_Activity 1_
In the piece about the Newseum, what date is set for the "Power Shift Summit"?
_Activity 2_
Extend the article about the Newseum's exhibits, picking up right after its final paragraph.

_Text under study_
***

Walk through the Newseum, and it’s almost as if the past two months haven’t happened. There’s a young Bill O’Reilly in a short clip about Fox News. There’s Matt Lauer talking about Twitter in a clip within a clip from The Daily Show. And in the gift shop, which spans two floors, there are “Make America Great Again” hats, FBI sweatshirts, T-shirts that say “well-behaved women rarely make history.” There’s, uh, also Al Franken’s book Giant of the Senate.
Cataloguing journalism’s past and future is the Newseum’s job. But the present is proving difficult to keep up with. It plans to continue selling Franken’s book, says Sonya Gavankar, the museum’s public relations manager.
And it has begun planning a “Power Shift Summit” for January 9, an event about changing newsroom culture in light of #MeToo and the Shitty Media Men list, featuring panelists like Politico Editor Carrie Budoff Brown, Vox Editor-in-Chief Lauren Williams, and Washington Post media reporter Paul Farhi.
But what about those exhibits? Gavankar says the Newseum doesn’t remove historical references, but is vigilant about updating material when they deem it appropriate. It is updating biographical material on both Lauer and O’Reilly in its newspeople database, she says, and it gave Roger Ailes the same treatment earlier this year.
The Newseum certainly wouldn’t be the first museum to have to deal with a suddenly toxic subject. The National Museum of African Art proceeded with an exhibition of artwork from Bill Cosby’s collection in 2014, posting a sign at the entrance reminding patrons the show was “fundamentally about the artworks and the artists who created them, not Mr. Cosby.” The National Museum of African American History and Culture had its own Cosby-related heartburn before opening, initially planning to show items relating the comedian’s career without the context of the accusations of sexual assault many women have made against him. It later reversed course.
The NMAAHC navigated the Cosby situation “very well,” says Andie Tucher, a professor at Columbia University’s journalism school. It “gave due notice to his undeniable achievements but the exhibition was also very clear about the assault charges.”
But Anne Donohue, an associate professor of journalism at Boston University, likened the Newseum’s dilemma to the issue people face when confronting how they feel about a Woody Allen movie, or like the removal of confederate statues. “Do you erase the history or do you put it in context?” she asks.

***

_Available data_
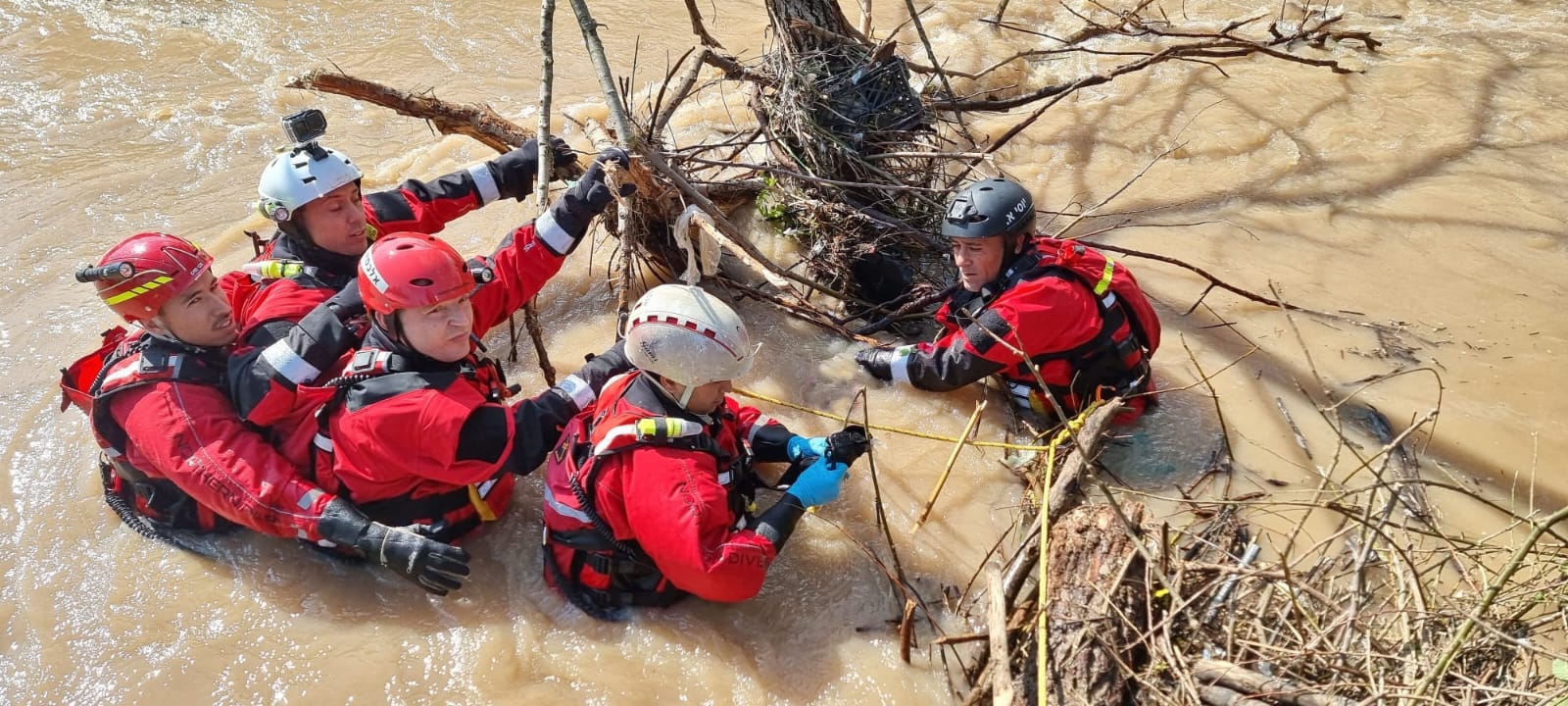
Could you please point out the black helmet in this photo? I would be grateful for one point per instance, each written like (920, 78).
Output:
(990, 208)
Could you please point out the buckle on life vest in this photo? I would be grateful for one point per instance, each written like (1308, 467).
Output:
(370, 361)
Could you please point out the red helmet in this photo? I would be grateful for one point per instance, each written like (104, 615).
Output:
(162, 267)
(407, 271)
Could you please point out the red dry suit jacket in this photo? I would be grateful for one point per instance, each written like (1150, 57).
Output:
(1066, 308)
(271, 363)
(678, 504)
(439, 431)
(161, 416)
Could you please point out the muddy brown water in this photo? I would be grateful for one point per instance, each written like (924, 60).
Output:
(1423, 193)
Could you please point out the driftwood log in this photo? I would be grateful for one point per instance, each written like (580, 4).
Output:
(1097, 606)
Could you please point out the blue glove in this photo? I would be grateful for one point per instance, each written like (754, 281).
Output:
(807, 447)
(819, 483)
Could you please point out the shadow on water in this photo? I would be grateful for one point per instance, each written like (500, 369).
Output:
(1168, 446)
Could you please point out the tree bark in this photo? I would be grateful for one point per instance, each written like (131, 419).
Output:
(1097, 606)
(796, 20)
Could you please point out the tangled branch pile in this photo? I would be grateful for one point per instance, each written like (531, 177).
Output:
(855, 159)
(1390, 608)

***

_Exercise output 1_
January 9.

_Exercise output 2_
Presenting things precisely in context is arguably more within the Newseum’s remit than any other. The $450 million building is a shrine to journalism and all the mess it implies in this already bonkers 24/7 news cycle, from the display of current front pages out on the sidewalk facing Pennsylvania Avenue to glitzy evening events attended by the profession’s legends.
The museum faces financial pressures that uncannily mirror the industry it documents. Its costs have consistently surpassed its revenues. It’s laid off staff and in August announced that its president and CEO stepped down suddenly, launching a financial review that may lead to the sale of its building.
That deficit is unlikely to be closed by keeping Franken’s book on sale in the gift shop. So why not box them up and send them back to the publisher?
Gavankar says the Newseum “champions the rights of free press and free speech for all,” and that the store includes “a wide array of authors on many topics of history and current events.”
University of Toledo communications professor Paulette Kilmer doesn’t think books ever should be removed from a bookstore, no matter who the author is or what they’re accused of having done. And George Washington University assistant professor of media and public affairs Imani Cheers pointed out that it’s not just Franken we’re talking about here—President Donald Trump himself still has outstanding allegations of sexual assault against him, and you can buy socks with his face on them in the gift shop, too.